§ BRIEF:
Copy the passage on Libya's oil production word for word, from "Libya’s oil production" up to and including "Oil Market Report.".

Libya’s oil production that has dropped sharply in recent months is set to nearly halve in the coming years thanks to an oil blockade that has been in force since January.
Libya’s production has dropped from 1.186 million bpd last November to 796,000 bpd by January 2020, before slipping to 82,000 bpd in June, according to OPEC’s Monthly Oil Market Report.
Libya had planned to increase production to 2.1 million bpd by 2024, but those plans are now in jeopardy due to recent skirmishes that have embroiled the country’s oil facilities and wealth into a pawn in the skirmish between General Haftar’s Libyan National Army, which controls the oil, and the Turkish-backed Government of National Accord, which controls the oil revenues.
“We now estimate production will decline to 650,000 b/d in 2022, in the absence of an immediate restart of oil production and because of the state’s failure to provide the requested budgets to address the many challenges resulting from the blockade,” Libya’s National Oil Corporation said on its website on Tuesday, adding that some of the damage it has suffered “is permanent and can never be repaired.”
Oil reservoirs that are shutdown suddenly, according to NOC, “undergo mechanical, structural, chemical and even microbiological changes. These changes can result in early water production and death of oil wells.” It can also cause bacteria to grow, which can actually change the characteristics of the oil.
NOC is calling for an immediate end to the blockade.
A group of tribes and paramilitary groups occupied Libya’s oil export terminals in mid-January as LNA’s Haftar launched an offensive against the UN-recognized government pledging that the country would soon have a single government. Negotiations for lifting the blockade are ongoing. The value of the lost production from the blockade has so far exceeded $6 billion so far, NOC has said.

Referring expression grounding data:
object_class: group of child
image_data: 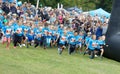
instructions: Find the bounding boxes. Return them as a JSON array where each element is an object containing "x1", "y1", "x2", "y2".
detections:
[{"x1": 1, "y1": 18, "x2": 105, "y2": 59}]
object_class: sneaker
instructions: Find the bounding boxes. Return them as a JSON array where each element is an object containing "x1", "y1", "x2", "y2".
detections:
[
  {"x1": 100, "y1": 56, "x2": 103, "y2": 59},
  {"x1": 14, "y1": 46, "x2": 16, "y2": 49}
]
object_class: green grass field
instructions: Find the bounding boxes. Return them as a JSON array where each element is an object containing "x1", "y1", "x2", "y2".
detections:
[{"x1": 0, "y1": 44, "x2": 120, "y2": 74}]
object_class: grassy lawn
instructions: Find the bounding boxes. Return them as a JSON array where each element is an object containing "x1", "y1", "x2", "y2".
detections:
[{"x1": 0, "y1": 44, "x2": 120, "y2": 74}]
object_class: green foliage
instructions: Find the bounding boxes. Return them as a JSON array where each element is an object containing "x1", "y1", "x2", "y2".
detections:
[
  {"x1": 0, "y1": 44, "x2": 120, "y2": 74},
  {"x1": 21, "y1": 0, "x2": 113, "y2": 12}
]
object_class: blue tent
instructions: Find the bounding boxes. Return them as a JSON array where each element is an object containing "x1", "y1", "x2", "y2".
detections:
[
  {"x1": 89, "y1": 8, "x2": 111, "y2": 18},
  {"x1": 66, "y1": 6, "x2": 82, "y2": 14}
]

§ TASK RESULT:
Libya’s oil production that has dropped sharply in recent months is set to nearly halve in the coming years thanks to an oil blockade that has been in force since January.
Libya’s production has dropped from 1.186 million bpd last November to 796,000 bpd by January 2020, before slipping to 82,000 bpd in June, according to OPEC’s Monthly Oil Market Report.